= STORED RECORDS =
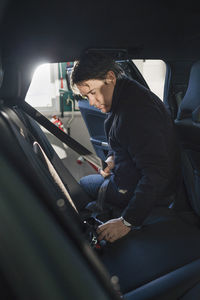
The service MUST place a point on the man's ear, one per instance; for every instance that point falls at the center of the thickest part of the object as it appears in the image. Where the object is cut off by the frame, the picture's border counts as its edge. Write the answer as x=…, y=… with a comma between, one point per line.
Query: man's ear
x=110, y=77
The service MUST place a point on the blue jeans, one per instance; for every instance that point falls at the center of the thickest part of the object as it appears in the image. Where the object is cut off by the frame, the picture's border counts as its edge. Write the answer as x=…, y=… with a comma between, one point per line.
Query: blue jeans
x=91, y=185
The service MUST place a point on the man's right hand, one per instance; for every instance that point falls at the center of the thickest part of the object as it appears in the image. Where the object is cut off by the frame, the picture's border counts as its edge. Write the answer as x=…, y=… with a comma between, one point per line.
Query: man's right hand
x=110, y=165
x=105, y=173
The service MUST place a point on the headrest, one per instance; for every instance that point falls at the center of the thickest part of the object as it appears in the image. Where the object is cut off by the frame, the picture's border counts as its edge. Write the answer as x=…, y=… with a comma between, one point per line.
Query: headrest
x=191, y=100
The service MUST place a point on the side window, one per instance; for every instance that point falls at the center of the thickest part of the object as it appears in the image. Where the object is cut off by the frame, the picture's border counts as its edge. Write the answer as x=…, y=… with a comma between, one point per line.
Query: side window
--
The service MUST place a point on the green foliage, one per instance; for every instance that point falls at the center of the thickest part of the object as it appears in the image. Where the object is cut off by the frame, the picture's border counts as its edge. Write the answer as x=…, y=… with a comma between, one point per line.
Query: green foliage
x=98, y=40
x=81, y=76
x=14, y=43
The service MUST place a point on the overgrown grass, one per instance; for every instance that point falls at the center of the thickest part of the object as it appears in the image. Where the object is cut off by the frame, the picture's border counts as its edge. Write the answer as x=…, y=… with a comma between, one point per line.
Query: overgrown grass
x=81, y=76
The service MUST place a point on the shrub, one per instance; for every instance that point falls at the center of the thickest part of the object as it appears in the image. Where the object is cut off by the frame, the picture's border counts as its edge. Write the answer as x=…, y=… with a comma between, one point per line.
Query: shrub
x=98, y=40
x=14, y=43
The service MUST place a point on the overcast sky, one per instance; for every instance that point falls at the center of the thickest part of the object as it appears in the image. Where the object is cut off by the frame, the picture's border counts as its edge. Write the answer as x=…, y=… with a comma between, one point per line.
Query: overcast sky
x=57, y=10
---
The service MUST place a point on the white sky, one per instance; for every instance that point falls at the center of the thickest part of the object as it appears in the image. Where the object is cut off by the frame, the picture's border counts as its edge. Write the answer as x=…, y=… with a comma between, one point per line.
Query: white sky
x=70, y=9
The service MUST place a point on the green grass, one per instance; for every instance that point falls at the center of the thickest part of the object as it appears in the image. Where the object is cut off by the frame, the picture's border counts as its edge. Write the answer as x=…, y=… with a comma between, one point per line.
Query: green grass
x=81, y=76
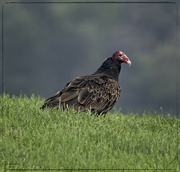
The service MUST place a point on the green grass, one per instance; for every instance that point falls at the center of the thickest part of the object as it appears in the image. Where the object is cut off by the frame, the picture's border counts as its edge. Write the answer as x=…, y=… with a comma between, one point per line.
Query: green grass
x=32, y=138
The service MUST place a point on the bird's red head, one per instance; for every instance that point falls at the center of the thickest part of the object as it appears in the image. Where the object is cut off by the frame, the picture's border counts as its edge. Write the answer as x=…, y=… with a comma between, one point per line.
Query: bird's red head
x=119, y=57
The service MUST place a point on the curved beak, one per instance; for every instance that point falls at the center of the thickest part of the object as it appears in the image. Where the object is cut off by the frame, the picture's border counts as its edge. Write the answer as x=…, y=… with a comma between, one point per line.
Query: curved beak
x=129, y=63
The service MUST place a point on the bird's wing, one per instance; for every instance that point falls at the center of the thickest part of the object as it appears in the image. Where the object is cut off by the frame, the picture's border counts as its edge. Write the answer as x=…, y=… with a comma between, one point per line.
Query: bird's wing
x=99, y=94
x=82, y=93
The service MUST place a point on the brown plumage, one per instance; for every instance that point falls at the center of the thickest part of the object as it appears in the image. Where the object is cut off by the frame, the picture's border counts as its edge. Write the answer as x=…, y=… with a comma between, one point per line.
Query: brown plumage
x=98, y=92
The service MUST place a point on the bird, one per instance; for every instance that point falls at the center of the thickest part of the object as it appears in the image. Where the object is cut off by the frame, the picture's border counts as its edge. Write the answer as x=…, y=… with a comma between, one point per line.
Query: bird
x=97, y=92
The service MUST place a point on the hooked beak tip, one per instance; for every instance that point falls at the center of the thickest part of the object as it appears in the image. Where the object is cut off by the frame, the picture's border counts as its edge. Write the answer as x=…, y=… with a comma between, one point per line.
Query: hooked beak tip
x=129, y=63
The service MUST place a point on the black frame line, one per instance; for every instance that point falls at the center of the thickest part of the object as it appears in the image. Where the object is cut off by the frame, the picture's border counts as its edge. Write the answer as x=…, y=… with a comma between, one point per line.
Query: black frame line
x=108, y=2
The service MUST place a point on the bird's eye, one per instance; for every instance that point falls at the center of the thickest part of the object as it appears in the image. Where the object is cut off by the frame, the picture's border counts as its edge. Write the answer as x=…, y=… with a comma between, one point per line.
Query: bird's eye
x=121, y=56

= AIM =
Retype the lines from the one containing "The service MUST place a point on the bird's red" through the one containing "x=119, y=57", keeping every character unchanged.

= ANSWER IN FULL =
The service MUST place a point on the bird's red head, one per instance; for every instance that point falls at the center of the thickest part of the object as it appears in the image. Where the object is cut off by the frame, the picture's border counts as its edge. Write the answer as x=…, y=… with a comma between, one point per line.
Query: bird's red head
x=119, y=57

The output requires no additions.